# [SELECTED PASSAGE]
Tuesday, October 1, 2013
DANCE OPENING: DANCING HINDU GODS, LIVE SNAKES, LOVE AND VENGEANCE At The Joffrey Ballet
The Joffrey Ballet Presents Chicago Premiere of Exotic, Romantic Ballet set in India,
LA BAYADÈRE: THE TEMPLE DANCER
Auditorium Theatre, October 16 – 27
Less than a month after its special “Russian Masters” program, The Joffrey Ballet transports Chicago audiences to India with the Chicago Premiere of La Bayadère: The Temple Dancer, choreographed by Houston Ballet Artistic Director Stanton Welch. La Bayadère is presented over 10 performances with orchestral accompaniment by The Chicago Philharmonic conducted by Joffrey Music Director Scott Speck, at the Auditorium Theatre of Roosevelt University, 50 E. Congress Parkway, October 16 – 27.
Set in story-book India, La Bayadère: The Temple Dancer premiered at the Houston Ballet in 2010 and revolves around Nikiya, a temple dancer in the royal courts, her secret lover Solor, and the jealousy and betrayal that rips them apart. Based on Marius Petipa’s classic choreography – including the famous “Kingdom of the Shades” scene, which Welch has left intact – Welch revitalizes a 19th century classic full of the fantastic mysticism of the Orient, complete with dancing Hindu gods and live snakes.

# [GIVEN INFORMATION]
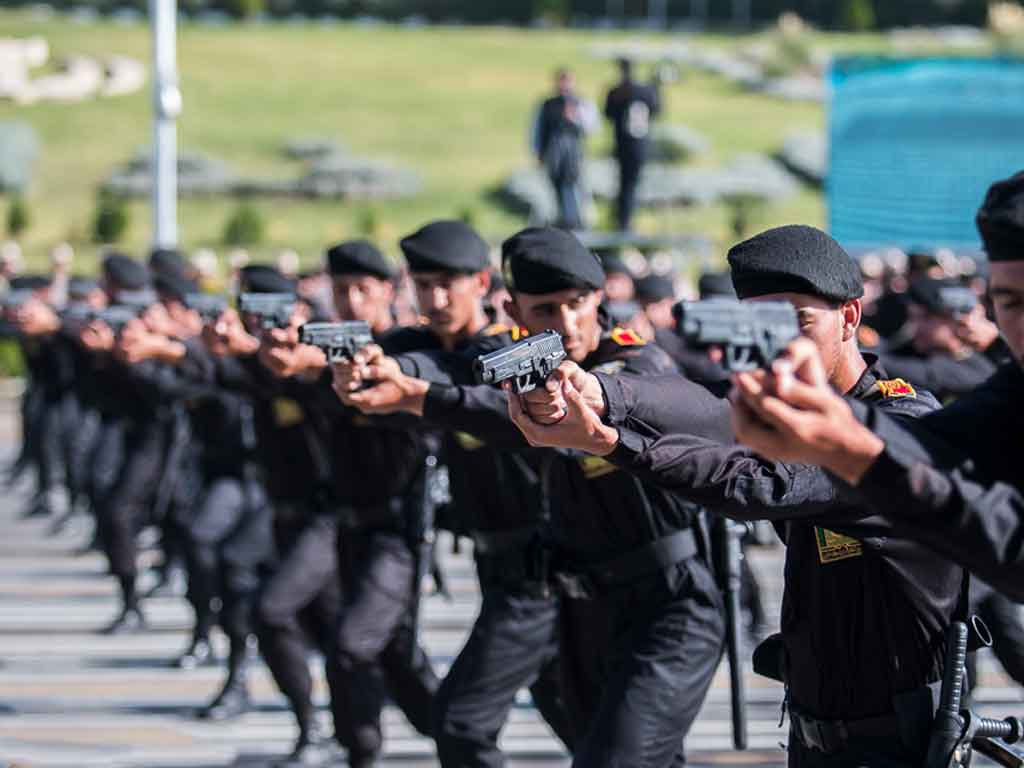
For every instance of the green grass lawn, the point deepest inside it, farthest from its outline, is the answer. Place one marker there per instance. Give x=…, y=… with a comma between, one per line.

# [GOAL OF THE EXERCISE]
List every real person the ballet announcement names, leaving out characters in the story.

# [FINISHED EXERCISE]
Stanton Welch, Scott Speck, Marius Petipa